Problems to solve —
- A) Reproduce the stretch of the interview about The Cosmos from "CL For a long" through "a long time.".
- B) Answer these questions using the interview about The Cosmos:
(i) How long ago did CL begin to embrace the ways creativity comes up for them?
(ii) What does KM name as their first love?
(iii) What is the name of Kylie Adair's miniature schnauzer?

KA I know The Cosmos is intended specifically for creative women—is that something you identity with, and what does it mean to you to be a creative?

CL For a long time, I didn’t consider myself a creative and it’s only been in the last three years that I began to embrace the ways in which my creativity comes up. I’m friends with so many Asian women who at a young age, because they weren’t creative or artistic in ways that were expected, that they actually shut down that part of themselves and to this day they feel like they can’t do anything beyond their job or that they’re not good enough or not worthy of pursuing some of their interests, and so I do consider myself a creative now. I’ve come to embrace that it looks different to what you might see on Instagram or traditional art forms and I feel like I’ve been able to unlock such a big part of my identity that was repressed for a long time.

KM We actually spend a lot of time asking ourselves this question, because it’s a high barrier label. It’s kind of identity politics—what’s in a name?—and there’s exclusivity and inclusivity the moment you label, so we really try to lead with the ethos of a creator, so that’s someone who believes they have agency, believes they can make something new, and you could be doing that in your workplace, you could be doing that by changing the way your team works on projects together, and I do think there isn’t enough of an emphasis on that in the traditional workplace. We do attract women who are, by the standard Instagram definition creatives, but they have creative energy and we relate that very closely to agency and empowerment. I believe this can be unlocked in anyone but because of privilege, not everyone has the same opportunity to do that. Every woman who comes through our door, we see your creative energy and we will nourish it and we will empower it and we will amplify it. So yeah, I do identify as creative and my first love was writing. I thought the way words would spill out of my pen was pure magic. I started writing at a really young age, but as you get older you’re like, “Oh, writing isn’t a career, I can’t make money off of this,” and this is kind of the millennial question of, “How can I tap into this childlike wonder and play that I do identify with but it doesn’t fit on my LinkedIn bio?" So it’s conflict between these identities that you want to have and what you think is socially, professionally acceptable. So for us, it doesn’t matter what’s on your LinkedIn bio. What matters is how you choose to identify and you get to make that choice every single fucking day when you wake up.

I’ve been able to witness a lot of women coming home to themselves.
— Cassandra Lam

KA What’s next for The Cosmos?

CL So, everything we’ve done so far is going towards finally creating a space, a physical space where everything we’re doing—the conversations we’re facilitating, the programming we’re putting together—it’s all culminating in meeting what we see as an unmet need. Women want to meet each other. They’re what makes The Cosmos what it is. What we feel compelled to do is make a space where you can decide not to make compromises on your life.

KM And your health and wellbeing. Your health and wellbeing and your career and ambition and creativity—being a woman in 2019 and wanting to be thriving, but realistically, your health and wellbeing are probably the first to go. We believe there is such a strong ethos of Eastern medicine around holistic care as a lifestyle. You know, it’s been appropriated in a number of different ways now, and no hard feelings, but I think it’s interesting to think about: What does it mean for our community to be developing a space that really brings those practices together in modern ways that speaks to millennials and gen z, and then have that cultural capital come back into our community?


Kylie Adair is the editorial director at kaur. space. She has a bachelor’s degree in journalism and human rights and a miniature schnauzer named Dot.

Items from a data collection —
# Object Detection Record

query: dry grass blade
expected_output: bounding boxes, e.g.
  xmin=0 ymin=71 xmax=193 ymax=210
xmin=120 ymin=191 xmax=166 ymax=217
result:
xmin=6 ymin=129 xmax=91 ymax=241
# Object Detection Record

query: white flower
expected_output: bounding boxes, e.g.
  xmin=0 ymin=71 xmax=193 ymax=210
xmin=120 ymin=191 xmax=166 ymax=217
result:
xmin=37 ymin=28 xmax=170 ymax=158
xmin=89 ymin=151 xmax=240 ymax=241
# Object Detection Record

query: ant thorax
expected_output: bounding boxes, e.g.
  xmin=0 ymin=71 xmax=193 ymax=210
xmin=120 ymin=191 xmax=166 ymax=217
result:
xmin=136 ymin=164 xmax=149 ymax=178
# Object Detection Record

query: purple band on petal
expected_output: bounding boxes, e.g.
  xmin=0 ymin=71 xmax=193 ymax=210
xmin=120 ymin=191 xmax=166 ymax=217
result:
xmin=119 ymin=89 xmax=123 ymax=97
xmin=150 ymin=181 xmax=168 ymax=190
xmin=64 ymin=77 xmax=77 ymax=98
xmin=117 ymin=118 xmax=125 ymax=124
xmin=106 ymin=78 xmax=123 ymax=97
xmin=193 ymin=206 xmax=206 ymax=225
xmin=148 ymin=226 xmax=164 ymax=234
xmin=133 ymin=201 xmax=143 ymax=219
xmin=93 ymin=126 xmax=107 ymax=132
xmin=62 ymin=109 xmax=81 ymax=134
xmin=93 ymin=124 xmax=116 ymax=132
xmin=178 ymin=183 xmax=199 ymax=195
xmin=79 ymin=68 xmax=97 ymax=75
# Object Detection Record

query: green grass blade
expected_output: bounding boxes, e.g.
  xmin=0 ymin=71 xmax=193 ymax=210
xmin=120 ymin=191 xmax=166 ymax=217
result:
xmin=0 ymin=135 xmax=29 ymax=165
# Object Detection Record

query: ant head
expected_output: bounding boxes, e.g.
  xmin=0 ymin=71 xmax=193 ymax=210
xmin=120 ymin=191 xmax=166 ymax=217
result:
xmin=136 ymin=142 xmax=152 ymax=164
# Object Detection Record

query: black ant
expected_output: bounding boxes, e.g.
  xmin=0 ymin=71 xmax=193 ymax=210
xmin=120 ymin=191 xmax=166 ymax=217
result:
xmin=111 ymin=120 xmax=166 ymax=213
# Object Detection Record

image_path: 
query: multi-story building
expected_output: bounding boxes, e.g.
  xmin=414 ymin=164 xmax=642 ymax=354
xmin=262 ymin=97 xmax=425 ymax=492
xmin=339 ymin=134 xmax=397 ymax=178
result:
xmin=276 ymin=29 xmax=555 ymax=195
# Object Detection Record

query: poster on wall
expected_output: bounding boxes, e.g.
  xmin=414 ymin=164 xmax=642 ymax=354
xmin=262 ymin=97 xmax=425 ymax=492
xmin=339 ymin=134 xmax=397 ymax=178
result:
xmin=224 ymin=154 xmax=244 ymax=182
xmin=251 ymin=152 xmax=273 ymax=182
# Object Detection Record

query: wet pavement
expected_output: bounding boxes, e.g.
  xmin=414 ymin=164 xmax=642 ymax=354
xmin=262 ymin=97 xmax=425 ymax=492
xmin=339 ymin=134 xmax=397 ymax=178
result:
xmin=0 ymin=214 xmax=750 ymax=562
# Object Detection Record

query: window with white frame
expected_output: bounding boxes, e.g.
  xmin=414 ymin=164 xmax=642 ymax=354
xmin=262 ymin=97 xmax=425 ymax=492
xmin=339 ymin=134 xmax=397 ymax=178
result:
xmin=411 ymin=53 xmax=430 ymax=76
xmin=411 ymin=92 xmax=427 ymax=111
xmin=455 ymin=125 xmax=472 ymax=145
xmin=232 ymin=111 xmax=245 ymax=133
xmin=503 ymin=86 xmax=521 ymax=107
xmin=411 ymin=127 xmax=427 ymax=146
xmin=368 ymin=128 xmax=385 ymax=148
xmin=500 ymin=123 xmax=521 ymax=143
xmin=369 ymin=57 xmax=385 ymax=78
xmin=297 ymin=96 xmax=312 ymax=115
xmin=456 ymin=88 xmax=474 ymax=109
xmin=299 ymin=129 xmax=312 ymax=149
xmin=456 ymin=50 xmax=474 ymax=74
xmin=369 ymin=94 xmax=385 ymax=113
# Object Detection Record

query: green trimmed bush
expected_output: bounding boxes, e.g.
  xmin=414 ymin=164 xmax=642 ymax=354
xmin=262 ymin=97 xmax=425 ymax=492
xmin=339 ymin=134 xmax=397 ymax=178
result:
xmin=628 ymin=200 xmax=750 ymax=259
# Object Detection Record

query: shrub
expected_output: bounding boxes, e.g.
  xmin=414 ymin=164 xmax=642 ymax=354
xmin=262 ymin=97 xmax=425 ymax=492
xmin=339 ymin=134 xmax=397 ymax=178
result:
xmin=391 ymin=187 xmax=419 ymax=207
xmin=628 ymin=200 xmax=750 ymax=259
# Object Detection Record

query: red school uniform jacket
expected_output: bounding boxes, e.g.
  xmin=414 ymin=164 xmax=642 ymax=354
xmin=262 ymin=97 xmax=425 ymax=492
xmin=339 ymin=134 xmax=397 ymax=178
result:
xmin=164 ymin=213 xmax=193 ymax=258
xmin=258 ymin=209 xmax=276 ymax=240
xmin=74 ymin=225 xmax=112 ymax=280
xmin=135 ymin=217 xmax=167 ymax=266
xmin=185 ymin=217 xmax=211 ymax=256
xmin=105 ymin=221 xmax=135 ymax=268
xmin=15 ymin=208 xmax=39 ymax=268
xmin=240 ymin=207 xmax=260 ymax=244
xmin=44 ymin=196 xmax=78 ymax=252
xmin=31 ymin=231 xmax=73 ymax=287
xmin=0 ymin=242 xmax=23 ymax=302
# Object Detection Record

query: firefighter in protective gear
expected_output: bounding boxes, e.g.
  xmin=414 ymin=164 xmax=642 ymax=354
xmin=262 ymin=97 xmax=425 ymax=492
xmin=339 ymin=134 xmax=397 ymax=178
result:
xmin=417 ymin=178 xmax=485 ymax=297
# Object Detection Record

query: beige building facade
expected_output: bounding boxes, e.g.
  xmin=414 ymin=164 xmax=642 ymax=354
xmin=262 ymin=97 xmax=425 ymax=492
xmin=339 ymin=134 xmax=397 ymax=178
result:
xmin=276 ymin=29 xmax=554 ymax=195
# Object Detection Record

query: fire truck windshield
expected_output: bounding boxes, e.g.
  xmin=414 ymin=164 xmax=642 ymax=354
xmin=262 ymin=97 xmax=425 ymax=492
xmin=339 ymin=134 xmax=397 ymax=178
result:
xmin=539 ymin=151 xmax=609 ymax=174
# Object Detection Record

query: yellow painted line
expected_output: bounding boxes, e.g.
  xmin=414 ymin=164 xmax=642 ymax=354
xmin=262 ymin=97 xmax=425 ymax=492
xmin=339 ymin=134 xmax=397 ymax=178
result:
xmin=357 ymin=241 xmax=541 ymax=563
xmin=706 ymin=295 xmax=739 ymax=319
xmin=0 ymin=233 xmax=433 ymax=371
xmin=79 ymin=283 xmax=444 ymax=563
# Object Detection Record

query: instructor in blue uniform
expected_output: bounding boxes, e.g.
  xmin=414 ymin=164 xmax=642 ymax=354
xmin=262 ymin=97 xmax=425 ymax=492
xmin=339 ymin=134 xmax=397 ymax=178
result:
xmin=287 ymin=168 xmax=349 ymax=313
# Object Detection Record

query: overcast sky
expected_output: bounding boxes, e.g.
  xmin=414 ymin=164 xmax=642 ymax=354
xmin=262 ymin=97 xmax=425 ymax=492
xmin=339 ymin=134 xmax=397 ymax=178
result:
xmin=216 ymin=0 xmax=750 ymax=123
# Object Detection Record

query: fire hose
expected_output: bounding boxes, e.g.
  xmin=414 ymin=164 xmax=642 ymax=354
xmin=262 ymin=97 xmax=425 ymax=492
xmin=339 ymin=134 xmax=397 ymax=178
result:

Numbered responses —
- A)
CL For a long time, I didn’t consider myself a creative and it’s only been in the last three years that I began to embrace the ways in which my creativity comes up. I’m friends with so many Asian women who at a young age, because they weren’t creative or artistic in ways that were expected, that they actually shut down that part of themselves and to this day they feel like they can’t do anything beyond their job or that they’re not good enough or not worthy of pursuing some of their interests, and so I do consider myself a creative now. I’ve come to embrace that it looks different to what you might see on Instagram or traditional art forms and I feel like I’ve been able to unlock such a big part of my identity that was repressed for a long time.

- B)
(i) In the last three years.
(ii) Writing.
(iii) Dot.